◆ **EXERCISE DIRECTIONS**
Print the following data exactly as it appears, from the line with "the red accent" through the end of the data, with both of those lines included.
-------- LISTED RECORDS
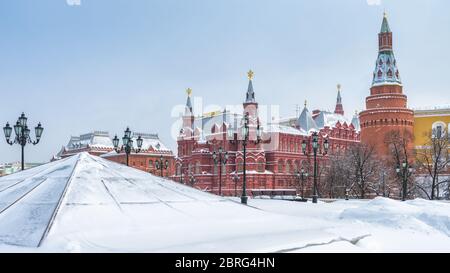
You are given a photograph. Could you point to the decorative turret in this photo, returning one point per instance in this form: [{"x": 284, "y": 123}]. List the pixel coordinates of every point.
[
  {"x": 355, "y": 122},
  {"x": 188, "y": 117},
  {"x": 339, "y": 108},
  {"x": 250, "y": 104},
  {"x": 386, "y": 106},
  {"x": 386, "y": 71},
  {"x": 305, "y": 120}
]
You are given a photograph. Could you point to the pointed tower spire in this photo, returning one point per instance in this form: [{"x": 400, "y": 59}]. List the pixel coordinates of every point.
[
  {"x": 355, "y": 121},
  {"x": 385, "y": 25},
  {"x": 188, "y": 108},
  {"x": 386, "y": 70},
  {"x": 250, "y": 98},
  {"x": 339, "y": 109},
  {"x": 188, "y": 117},
  {"x": 305, "y": 120}
]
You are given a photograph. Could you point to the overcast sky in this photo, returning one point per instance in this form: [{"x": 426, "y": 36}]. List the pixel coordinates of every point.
[{"x": 86, "y": 65}]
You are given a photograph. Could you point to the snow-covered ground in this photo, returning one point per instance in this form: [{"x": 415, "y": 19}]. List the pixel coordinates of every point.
[{"x": 89, "y": 204}]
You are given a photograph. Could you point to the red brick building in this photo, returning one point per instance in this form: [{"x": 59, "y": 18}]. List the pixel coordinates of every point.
[
  {"x": 386, "y": 107},
  {"x": 99, "y": 143},
  {"x": 271, "y": 164}
]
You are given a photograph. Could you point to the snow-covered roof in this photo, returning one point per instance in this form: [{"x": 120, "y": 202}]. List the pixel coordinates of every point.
[
  {"x": 356, "y": 123},
  {"x": 102, "y": 140},
  {"x": 305, "y": 121},
  {"x": 206, "y": 122},
  {"x": 328, "y": 119},
  {"x": 278, "y": 128},
  {"x": 88, "y": 204},
  {"x": 98, "y": 139}
]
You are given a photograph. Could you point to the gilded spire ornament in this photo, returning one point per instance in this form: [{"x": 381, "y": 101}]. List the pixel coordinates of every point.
[{"x": 250, "y": 74}]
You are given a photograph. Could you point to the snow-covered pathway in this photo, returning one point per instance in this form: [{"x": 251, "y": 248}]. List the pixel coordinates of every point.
[{"x": 88, "y": 204}]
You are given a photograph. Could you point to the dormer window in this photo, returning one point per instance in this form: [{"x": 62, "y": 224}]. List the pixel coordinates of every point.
[
  {"x": 380, "y": 74},
  {"x": 390, "y": 73}
]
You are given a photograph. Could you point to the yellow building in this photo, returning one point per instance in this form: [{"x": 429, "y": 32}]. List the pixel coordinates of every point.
[{"x": 436, "y": 120}]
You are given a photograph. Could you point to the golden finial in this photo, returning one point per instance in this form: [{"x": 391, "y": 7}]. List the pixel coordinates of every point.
[{"x": 250, "y": 74}]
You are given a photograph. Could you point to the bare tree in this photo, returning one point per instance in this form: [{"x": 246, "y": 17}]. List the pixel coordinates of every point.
[
  {"x": 400, "y": 144},
  {"x": 362, "y": 169},
  {"x": 433, "y": 163},
  {"x": 335, "y": 176}
]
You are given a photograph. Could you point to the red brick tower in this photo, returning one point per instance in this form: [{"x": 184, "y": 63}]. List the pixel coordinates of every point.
[
  {"x": 339, "y": 109},
  {"x": 386, "y": 107}
]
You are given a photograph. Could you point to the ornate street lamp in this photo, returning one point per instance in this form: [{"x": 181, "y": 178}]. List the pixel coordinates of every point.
[
  {"x": 236, "y": 180},
  {"x": 22, "y": 134},
  {"x": 315, "y": 147},
  {"x": 191, "y": 179},
  {"x": 127, "y": 146},
  {"x": 161, "y": 164},
  {"x": 220, "y": 158},
  {"x": 404, "y": 171},
  {"x": 302, "y": 175},
  {"x": 245, "y": 141}
]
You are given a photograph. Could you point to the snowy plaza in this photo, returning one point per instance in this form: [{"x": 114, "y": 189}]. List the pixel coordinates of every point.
[{"x": 88, "y": 204}]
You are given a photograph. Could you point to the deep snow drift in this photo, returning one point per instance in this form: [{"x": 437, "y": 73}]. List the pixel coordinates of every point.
[{"x": 86, "y": 203}]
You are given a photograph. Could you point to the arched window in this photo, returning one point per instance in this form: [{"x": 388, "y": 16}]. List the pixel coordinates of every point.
[
  {"x": 197, "y": 167},
  {"x": 261, "y": 166},
  {"x": 390, "y": 73},
  {"x": 240, "y": 166},
  {"x": 438, "y": 129},
  {"x": 280, "y": 166},
  {"x": 288, "y": 167}
]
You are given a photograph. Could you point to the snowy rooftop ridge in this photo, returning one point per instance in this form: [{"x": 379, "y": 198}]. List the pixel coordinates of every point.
[{"x": 432, "y": 108}]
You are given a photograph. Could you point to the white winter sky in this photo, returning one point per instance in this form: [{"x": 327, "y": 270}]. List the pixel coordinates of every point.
[{"x": 106, "y": 64}]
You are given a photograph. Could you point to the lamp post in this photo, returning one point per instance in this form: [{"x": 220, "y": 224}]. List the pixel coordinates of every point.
[
  {"x": 236, "y": 180},
  {"x": 162, "y": 165},
  {"x": 315, "y": 147},
  {"x": 301, "y": 176},
  {"x": 245, "y": 141},
  {"x": 220, "y": 158},
  {"x": 191, "y": 179},
  {"x": 127, "y": 146},
  {"x": 22, "y": 134},
  {"x": 404, "y": 171}
]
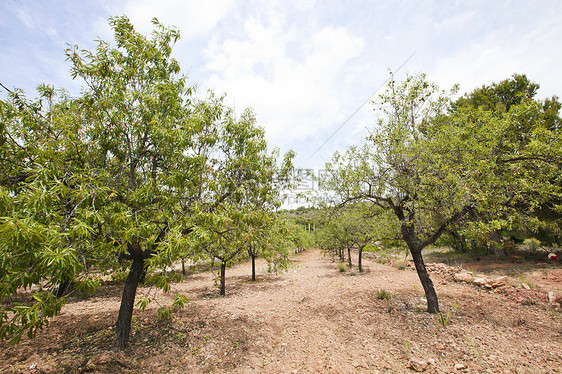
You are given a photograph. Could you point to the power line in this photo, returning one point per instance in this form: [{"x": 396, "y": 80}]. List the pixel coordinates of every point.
[{"x": 361, "y": 106}]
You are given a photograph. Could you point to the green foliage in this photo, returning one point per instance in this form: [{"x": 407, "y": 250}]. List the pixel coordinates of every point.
[
  {"x": 134, "y": 168},
  {"x": 531, "y": 245},
  {"x": 476, "y": 166}
]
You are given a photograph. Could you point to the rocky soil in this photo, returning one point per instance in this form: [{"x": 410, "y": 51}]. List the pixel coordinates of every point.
[{"x": 316, "y": 319}]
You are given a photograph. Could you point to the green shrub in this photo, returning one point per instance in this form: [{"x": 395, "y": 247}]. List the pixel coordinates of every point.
[{"x": 530, "y": 245}]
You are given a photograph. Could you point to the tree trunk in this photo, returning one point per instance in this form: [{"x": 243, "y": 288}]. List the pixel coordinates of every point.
[
  {"x": 430, "y": 294},
  {"x": 359, "y": 260},
  {"x": 61, "y": 289},
  {"x": 223, "y": 278},
  {"x": 123, "y": 325},
  {"x": 496, "y": 244}
]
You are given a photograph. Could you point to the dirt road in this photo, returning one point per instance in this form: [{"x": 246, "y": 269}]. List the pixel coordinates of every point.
[{"x": 311, "y": 319}]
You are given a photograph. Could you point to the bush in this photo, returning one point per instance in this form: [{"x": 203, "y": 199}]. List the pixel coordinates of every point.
[{"x": 530, "y": 245}]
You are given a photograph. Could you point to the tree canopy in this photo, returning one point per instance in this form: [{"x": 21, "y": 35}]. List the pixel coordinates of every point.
[
  {"x": 433, "y": 162},
  {"x": 124, "y": 171}
]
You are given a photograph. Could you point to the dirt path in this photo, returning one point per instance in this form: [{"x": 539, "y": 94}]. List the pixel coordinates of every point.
[{"x": 312, "y": 319}]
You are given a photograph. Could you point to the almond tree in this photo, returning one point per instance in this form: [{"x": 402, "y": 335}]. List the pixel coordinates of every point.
[{"x": 431, "y": 164}]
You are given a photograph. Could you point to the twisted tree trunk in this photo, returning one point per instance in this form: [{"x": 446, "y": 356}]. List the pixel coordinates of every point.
[{"x": 123, "y": 325}]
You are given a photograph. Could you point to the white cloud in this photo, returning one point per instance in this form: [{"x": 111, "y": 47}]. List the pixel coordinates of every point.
[
  {"x": 25, "y": 18},
  {"x": 192, "y": 17},
  {"x": 499, "y": 55},
  {"x": 294, "y": 97}
]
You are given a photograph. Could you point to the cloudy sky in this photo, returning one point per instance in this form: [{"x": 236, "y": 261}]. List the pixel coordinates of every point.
[{"x": 304, "y": 66}]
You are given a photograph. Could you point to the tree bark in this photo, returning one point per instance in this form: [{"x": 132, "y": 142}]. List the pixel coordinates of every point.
[
  {"x": 61, "y": 289},
  {"x": 430, "y": 294},
  {"x": 223, "y": 278},
  {"x": 253, "y": 267},
  {"x": 123, "y": 325},
  {"x": 359, "y": 260}
]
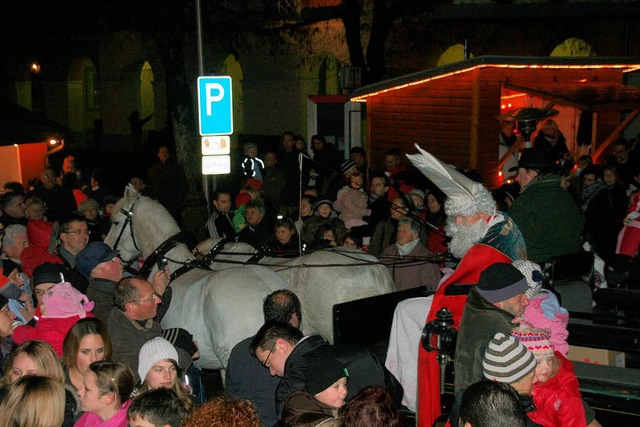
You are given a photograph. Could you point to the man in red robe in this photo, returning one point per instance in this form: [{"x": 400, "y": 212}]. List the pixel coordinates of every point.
[{"x": 481, "y": 236}]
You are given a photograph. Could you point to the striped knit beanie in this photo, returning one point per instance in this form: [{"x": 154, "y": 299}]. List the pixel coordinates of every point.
[
  {"x": 538, "y": 341},
  {"x": 507, "y": 360}
]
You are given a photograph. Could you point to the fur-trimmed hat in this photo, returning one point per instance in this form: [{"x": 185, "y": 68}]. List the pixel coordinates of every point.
[
  {"x": 92, "y": 255},
  {"x": 346, "y": 166},
  {"x": 323, "y": 202},
  {"x": 3, "y": 279},
  {"x": 322, "y": 372},
  {"x": 248, "y": 146},
  {"x": 537, "y": 158},
  {"x": 88, "y": 204},
  {"x": 49, "y": 273},
  {"x": 533, "y": 274},
  {"x": 501, "y": 281},
  {"x": 507, "y": 360},
  {"x": 63, "y": 300},
  {"x": 154, "y": 350}
]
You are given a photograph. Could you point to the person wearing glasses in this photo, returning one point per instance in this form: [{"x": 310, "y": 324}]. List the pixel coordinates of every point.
[
  {"x": 286, "y": 353},
  {"x": 103, "y": 268},
  {"x": 73, "y": 238},
  {"x": 133, "y": 322},
  {"x": 246, "y": 377}
]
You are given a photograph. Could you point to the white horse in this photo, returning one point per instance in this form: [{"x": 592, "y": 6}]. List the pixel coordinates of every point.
[
  {"x": 321, "y": 279},
  {"x": 219, "y": 308}
]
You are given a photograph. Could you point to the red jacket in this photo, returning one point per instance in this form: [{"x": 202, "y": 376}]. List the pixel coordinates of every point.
[
  {"x": 558, "y": 401},
  {"x": 49, "y": 329}
]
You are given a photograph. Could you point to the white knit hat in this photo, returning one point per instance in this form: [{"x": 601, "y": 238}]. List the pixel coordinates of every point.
[
  {"x": 507, "y": 360},
  {"x": 153, "y": 351}
]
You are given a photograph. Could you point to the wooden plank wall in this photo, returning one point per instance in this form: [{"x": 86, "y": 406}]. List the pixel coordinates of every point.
[
  {"x": 435, "y": 115},
  {"x": 454, "y": 117}
]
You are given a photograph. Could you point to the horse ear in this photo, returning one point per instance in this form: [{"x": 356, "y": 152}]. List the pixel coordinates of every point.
[{"x": 130, "y": 192}]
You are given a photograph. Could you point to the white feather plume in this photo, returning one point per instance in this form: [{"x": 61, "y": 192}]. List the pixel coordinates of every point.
[{"x": 451, "y": 182}]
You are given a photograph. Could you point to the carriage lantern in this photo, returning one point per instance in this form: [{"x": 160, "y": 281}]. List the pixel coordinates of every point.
[{"x": 439, "y": 335}]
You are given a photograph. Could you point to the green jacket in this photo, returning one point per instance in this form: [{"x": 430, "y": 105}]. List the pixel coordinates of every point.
[
  {"x": 548, "y": 218},
  {"x": 480, "y": 321}
]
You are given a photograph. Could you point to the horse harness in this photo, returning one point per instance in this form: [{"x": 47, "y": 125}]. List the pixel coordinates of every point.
[{"x": 157, "y": 256}]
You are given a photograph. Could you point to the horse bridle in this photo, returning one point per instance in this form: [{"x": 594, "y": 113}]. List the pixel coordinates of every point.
[
  {"x": 165, "y": 247},
  {"x": 128, "y": 221}
]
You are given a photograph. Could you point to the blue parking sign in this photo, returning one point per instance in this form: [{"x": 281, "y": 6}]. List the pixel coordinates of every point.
[{"x": 215, "y": 107}]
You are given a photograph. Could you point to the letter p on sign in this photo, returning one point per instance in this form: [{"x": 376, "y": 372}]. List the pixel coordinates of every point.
[{"x": 215, "y": 107}]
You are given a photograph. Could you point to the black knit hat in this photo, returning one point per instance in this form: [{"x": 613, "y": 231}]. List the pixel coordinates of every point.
[
  {"x": 501, "y": 281},
  {"x": 322, "y": 372},
  {"x": 346, "y": 166},
  {"x": 507, "y": 360}
]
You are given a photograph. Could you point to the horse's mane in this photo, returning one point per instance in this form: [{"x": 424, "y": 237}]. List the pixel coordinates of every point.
[{"x": 152, "y": 223}]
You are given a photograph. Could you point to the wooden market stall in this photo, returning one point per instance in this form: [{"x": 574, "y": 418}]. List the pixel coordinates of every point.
[{"x": 451, "y": 110}]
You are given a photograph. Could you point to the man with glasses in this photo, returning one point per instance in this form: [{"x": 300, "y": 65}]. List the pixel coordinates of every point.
[
  {"x": 59, "y": 200},
  {"x": 73, "y": 238},
  {"x": 246, "y": 377},
  {"x": 103, "y": 268},
  {"x": 133, "y": 322},
  {"x": 284, "y": 351}
]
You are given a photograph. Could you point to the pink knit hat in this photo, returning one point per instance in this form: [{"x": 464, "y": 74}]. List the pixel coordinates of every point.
[
  {"x": 538, "y": 341},
  {"x": 63, "y": 300}
]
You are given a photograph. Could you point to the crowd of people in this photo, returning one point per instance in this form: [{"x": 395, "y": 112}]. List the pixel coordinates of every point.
[
  {"x": 336, "y": 204},
  {"x": 84, "y": 336}
]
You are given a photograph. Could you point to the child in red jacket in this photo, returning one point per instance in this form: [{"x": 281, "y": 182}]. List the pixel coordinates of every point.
[
  {"x": 63, "y": 305},
  {"x": 555, "y": 392}
]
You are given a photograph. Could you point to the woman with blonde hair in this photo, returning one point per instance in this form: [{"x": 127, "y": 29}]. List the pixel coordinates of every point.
[
  {"x": 158, "y": 368},
  {"x": 86, "y": 342},
  {"x": 39, "y": 358},
  {"x": 34, "y": 401},
  {"x": 105, "y": 395}
]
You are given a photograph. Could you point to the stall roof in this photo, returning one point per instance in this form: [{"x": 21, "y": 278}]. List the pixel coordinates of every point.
[
  {"x": 19, "y": 125},
  {"x": 625, "y": 64},
  {"x": 589, "y": 96}
]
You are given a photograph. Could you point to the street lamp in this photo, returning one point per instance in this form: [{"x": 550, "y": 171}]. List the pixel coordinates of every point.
[
  {"x": 37, "y": 104},
  {"x": 440, "y": 336}
]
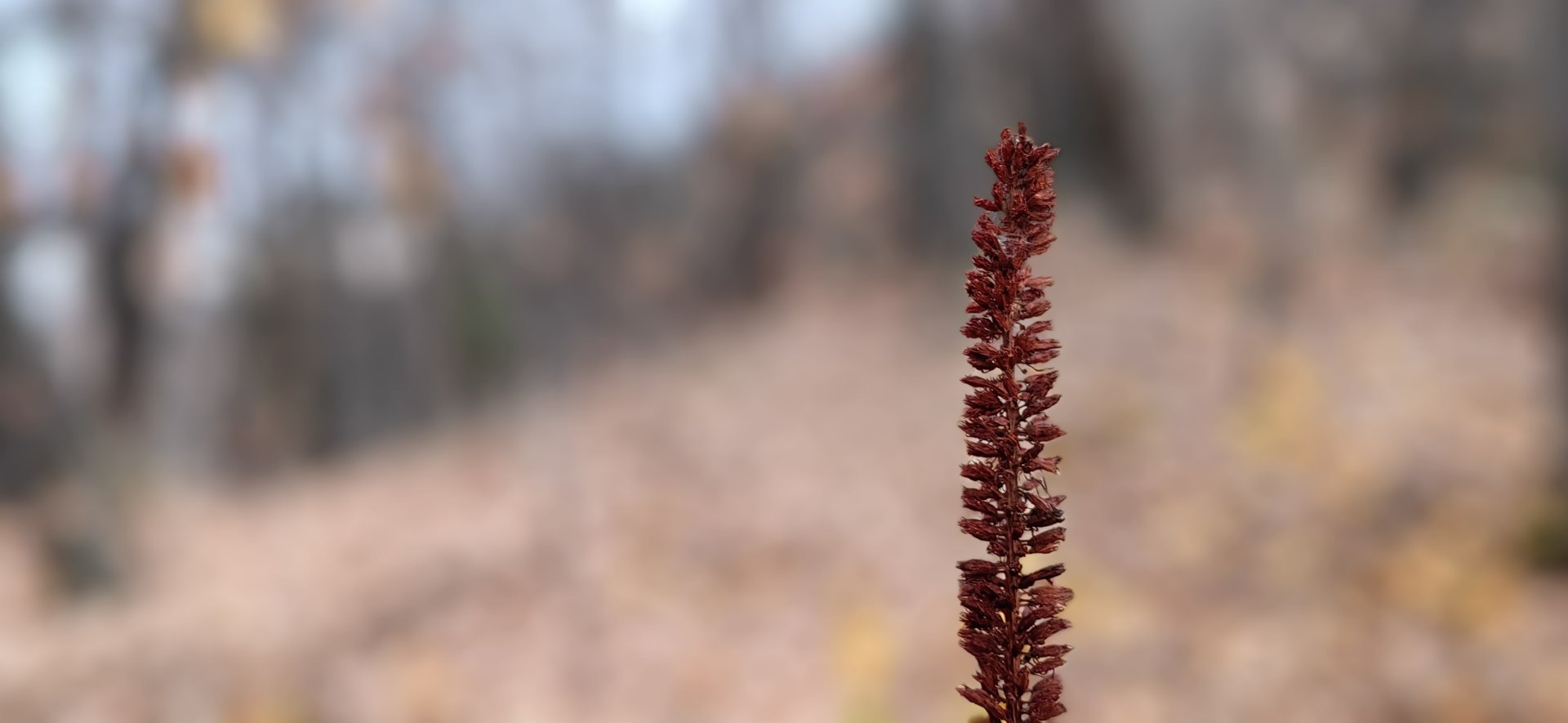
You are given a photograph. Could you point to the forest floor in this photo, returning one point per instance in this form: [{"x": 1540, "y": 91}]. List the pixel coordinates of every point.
[{"x": 1294, "y": 515}]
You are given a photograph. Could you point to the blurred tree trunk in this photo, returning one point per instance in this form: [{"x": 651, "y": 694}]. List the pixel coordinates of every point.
[
  {"x": 1076, "y": 93},
  {"x": 929, "y": 131}
]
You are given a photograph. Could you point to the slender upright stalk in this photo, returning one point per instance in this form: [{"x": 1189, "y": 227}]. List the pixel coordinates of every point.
[{"x": 1010, "y": 614}]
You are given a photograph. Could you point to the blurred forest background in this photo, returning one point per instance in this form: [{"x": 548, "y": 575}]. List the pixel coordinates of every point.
[{"x": 470, "y": 361}]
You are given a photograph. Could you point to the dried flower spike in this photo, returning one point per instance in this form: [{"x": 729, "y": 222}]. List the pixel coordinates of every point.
[{"x": 1009, "y": 614}]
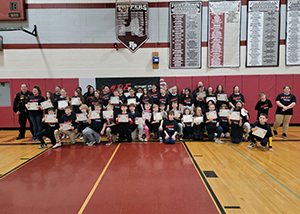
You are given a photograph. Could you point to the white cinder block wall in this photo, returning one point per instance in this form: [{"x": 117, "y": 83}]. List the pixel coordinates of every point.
[{"x": 89, "y": 26}]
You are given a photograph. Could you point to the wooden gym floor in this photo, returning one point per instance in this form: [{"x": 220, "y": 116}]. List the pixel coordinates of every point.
[{"x": 188, "y": 177}]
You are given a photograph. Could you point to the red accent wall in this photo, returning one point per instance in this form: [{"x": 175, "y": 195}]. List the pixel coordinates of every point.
[
  {"x": 250, "y": 86},
  {"x": 8, "y": 118}
]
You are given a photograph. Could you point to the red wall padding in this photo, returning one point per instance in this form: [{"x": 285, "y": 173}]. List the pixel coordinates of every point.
[
  {"x": 8, "y": 118},
  {"x": 250, "y": 86}
]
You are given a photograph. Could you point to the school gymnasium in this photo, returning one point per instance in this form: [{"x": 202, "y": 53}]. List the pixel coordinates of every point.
[{"x": 174, "y": 45}]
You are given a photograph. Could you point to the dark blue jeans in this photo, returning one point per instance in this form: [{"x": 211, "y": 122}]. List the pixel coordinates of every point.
[{"x": 37, "y": 124}]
----------------
◆ **ANSWER TO THIS TASK**
You are given a photograph. Could you point to the red accent wall in this photo, returning one point per instance in this form: [{"x": 175, "y": 195}]. List the pixel coordinates of every point.
[
  {"x": 250, "y": 86},
  {"x": 8, "y": 118}
]
You are given a photograph. Could you point to the red wall padding in this photo, returning one point per instance in this form: [{"x": 285, "y": 173}]. List the pixel coordinates of every point.
[
  {"x": 8, "y": 118},
  {"x": 250, "y": 86}
]
You are given a photograph. Could you point to the school gymnasium in this photo, returning one point per instance in this form: [{"x": 202, "y": 53}]. List the pixel coordinates of every point.
[{"x": 174, "y": 45}]
You are given a photograph. Could you point to the dark blue jeans in this photo, returning one point per instance in this form: [{"x": 211, "y": 122}]. List the pixel coordinates of every point.
[{"x": 37, "y": 124}]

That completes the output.